__SET PROBLEM__: Transcribe every line of the listing below without any changes.

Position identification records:
<<<<

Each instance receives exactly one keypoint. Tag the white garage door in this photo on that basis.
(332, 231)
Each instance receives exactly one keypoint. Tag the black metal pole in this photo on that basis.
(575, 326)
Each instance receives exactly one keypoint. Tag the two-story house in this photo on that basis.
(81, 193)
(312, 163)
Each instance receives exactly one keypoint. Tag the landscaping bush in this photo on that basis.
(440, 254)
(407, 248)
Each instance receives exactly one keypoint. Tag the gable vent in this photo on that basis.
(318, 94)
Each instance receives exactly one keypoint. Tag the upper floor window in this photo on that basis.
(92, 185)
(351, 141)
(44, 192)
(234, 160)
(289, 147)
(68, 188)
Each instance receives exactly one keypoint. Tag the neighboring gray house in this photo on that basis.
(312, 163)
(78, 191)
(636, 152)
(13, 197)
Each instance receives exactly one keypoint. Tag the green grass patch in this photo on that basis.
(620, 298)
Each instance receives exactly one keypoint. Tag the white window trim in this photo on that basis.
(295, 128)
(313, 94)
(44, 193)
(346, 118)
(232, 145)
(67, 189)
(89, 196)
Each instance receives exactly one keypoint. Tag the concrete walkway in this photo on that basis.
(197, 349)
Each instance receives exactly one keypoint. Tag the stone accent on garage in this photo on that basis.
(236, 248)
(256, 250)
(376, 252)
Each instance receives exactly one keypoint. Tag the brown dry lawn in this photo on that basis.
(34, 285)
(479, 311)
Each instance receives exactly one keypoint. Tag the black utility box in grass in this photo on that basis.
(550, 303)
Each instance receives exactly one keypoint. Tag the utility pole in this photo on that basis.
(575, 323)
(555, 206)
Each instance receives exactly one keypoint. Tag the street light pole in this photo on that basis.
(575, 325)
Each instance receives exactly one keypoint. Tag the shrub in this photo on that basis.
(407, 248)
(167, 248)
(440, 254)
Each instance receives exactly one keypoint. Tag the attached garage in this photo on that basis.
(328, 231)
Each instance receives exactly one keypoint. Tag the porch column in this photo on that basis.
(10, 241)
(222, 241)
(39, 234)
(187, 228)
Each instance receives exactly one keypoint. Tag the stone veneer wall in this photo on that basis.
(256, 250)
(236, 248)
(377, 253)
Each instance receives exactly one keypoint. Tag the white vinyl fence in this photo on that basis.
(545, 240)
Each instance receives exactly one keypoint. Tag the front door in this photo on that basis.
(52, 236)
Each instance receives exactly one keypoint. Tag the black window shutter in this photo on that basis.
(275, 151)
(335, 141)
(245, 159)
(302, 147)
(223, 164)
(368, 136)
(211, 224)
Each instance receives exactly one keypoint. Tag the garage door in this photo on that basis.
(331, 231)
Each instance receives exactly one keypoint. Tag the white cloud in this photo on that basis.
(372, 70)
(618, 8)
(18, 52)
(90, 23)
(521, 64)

>>>>

__REPLY__:
Each instance receives exactly one keypoint. Tag the white garage door in this photo on that basis.
(332, 231)
Each instance receives exactly one keypoint. Tag the black metal pole in this photo on that basis.
(575, 326)
Each instance receives exactly one keypoint. Tag the two-story house in this photo on that basis.
(81, 193)
(312, 163)
Each instance receives exactly one keypoint. Tag the landscaping bush in this photo on that basis.
(440, 254)
(407, 248)
Each instance receives exactly one keypoint. Tag the gable vent in this photo on that basis.
(318, 94)
Each instance receives exactly one keypoint. Tag the upper floor window in this photo on that basis.
(92, 185)
(351, 141)
(44, 192)
(234, 160)
(289, 147)
(68, 188)
Each instance receives exactly one keypoint. Tag the neighboring gray house in this photo on that basis.
(312, 163)
(78, 191)
(636, 152)
(13, 197)
Each instance receives exactly one keypoint. Tag the green grass patch in this photo on that basis.
(620, 298)
Each instance receives exactly one keypoint. Tag the white window trim in this photo on that basis.
(295, 128)
(313, 94)
(44, 193)
(346, 118)
(232, 145)
(67, 189)
(89, 196)
Each instance receives exactly one keypoint. Tag the concrete walkway in this photo on that basis.
(197, 349)
Each instance receives exactly one keypoint. Tag the stone accent on garage in this photo on that basis.
(236, 248)
(256, 250)
(376, 252)
Each instance receives exactly one keypoint. Tag the brown dry lawn in this photo on that basis.
(34, 285)
(479, 311)
Each instance receives exactly one keypoint. Tag the black utility box in grass in this photo on that basis.
(550, 303)
Each instance receives exactly one keypoint. Tag the utility pole in this photo on that basis.
(575, 323)
(555, 206)
Each instance receives exactly one keypoint. Tag the street light pole in this photo on that basis.
(575, 325)
Each instance receives exactly one keypoint. Tag the shrub in this photo on that basis.
(407, 248)
(167, 248)
(440, 254)
Each instance receives exactly one keypoint. Tag the attached garage in this photo on that basis.
(328, 231)
Each instance receives exactly one keypoint. Tag the porch column in this photo on that basis.
(10, 241)
(222, 241)
(39, 234)
(187, 228)
Each instance receives exactly one keypoint. Tag the stone veneer wall in this photo on that basis.
(256, 250)
(236, 248)
(377, 253)
Each instance receives exactly one keypoint. Tag the white vinyl fence in this photo on that basis.
(545, 240)
Each instance receives exactly one keypoint. Tag the front door in this photo on that basis.
(52, 236)
Each instance receives exactly one keypoint. Tag the black window shutter in this photo on that basis.
(275, 151)
(335, 141)
(245, 159)
(302, 147)
(223, 164)
(368, 136)
(211, 224)
Each instance receives exactly one keypoint. Tag the garage door in this photo on that basis.
(331, 231)
Each instance receives exactly one keypoint. Tag the white cloud in this photo on that basis.
(372, 70)
(618, 8)
(18, 52)
(90, 23)
(521, 64)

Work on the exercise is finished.